*** ФРАГМЕНТ СТРАНИЦЫ
Тем временем Блаватская активизировала свою деятельность на Западе. Она вознамерилась взять в свои руки полный контроль над теософией на Западе, и к этой цели было два пути. Прежде всего, в 1889 г. ЕПБ убедила полковника согласиться на открытие Эзотерической школы, которая стала закрытой группой внутри Теософского Общества, доступ в которую получали только продвинутые ученики, находившиеся под непосредственным руководством ЕПБ. Олькотт спокойно смирился с существованием Эзотерической школы, не представлявшей угрозы его административной власти. Однако, когда в июле 1890 г. Британский филиал Общества назначил ЕПБ президентом над европейскими ложами, Олькотт наложил вето на решение Британского филиала. В ответ Блаватская пригрозила уйти в отставку и выйти из Общества. Олькотт отреагировал предложением о своей отставке. ЕПБ прекрасно понимала, что такой шаг расколет все Общество на две враждебные партии. Рискованная стратегия Олькотта до поры до времени оказалась успешной. Бывшие друзья пошли на компромисс: Олькотт остался на своем месте со всеми полномочиями, однако предоставил большую автономию национальным филиалам и Эзотерической школе. Но мир продлился недолго. Через несколько месяцев, 8 мая 1891 г., когда Анни ездила с лекциями по Америке, ЕПБ умерла в Лондоне. И после ее смерти началась жестокая борьба за власть между Олькоттом и его бывшим помощником Уильямом Куаном Джаджем[117].
Джадж был одним из "отцов‑основателей" Теософского Общества. Он остался в Америке, когда Блаватская и Олькотт отправились в Индию. Он организовал Американский филиал, посвятив ему множество времени и усилий. Численность членов его филиала постоянно росла (к моменту его смерти в 1896 г. в Американском филиале насчитывалось около шести тысяч человек), и в конце концов Джадж устал от подчиненной роли и решился объявить войну Олькотту. Как мы уже видели, принципы организации Общества не препятствовали возникновению подобных конфликтов: как только Олькотт доверил национальным филиалам большие полномочия, конфликты стали неизбежны. Теоретически Теософское Общество до сих управлялось президентским советом во главе с Олькоттом. Но фактически власть все очевидней переходила в руки национальных отделений, влиятельность которых зависела от численности и соответственно от величины взносов. Олькотт был полновластным хозяином в Адьяре, но Британский, Американский и Азиатский филиалы шли своими путями. Президент Теософского Общества правил в Индии и на Цейлоне, Блаватская – в Лондоне, а Джадж – в Америке. Кроме того, позиции Олькотта ослабились в 1888 г. после назначения Джаджа вице‑президентом всего Общества. Если бы с полковником что‑нибудь случилось, Джадж автоматически занял бы его место.
******
*** ДОСТУПНЫЕ ДАННЫЕ
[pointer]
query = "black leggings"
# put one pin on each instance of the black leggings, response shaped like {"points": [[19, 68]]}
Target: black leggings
******
**ЦЕЛЬ**
Когда и где умерла Блаватская, согласно фрагменту страницы о Теософском Обществе? Строки — это отдельный материал.

**ИТОГОВЫЙ РЕЗУЛЬТАТ**
Блаватская умерла 8 мая 1891 г. в Лондоне.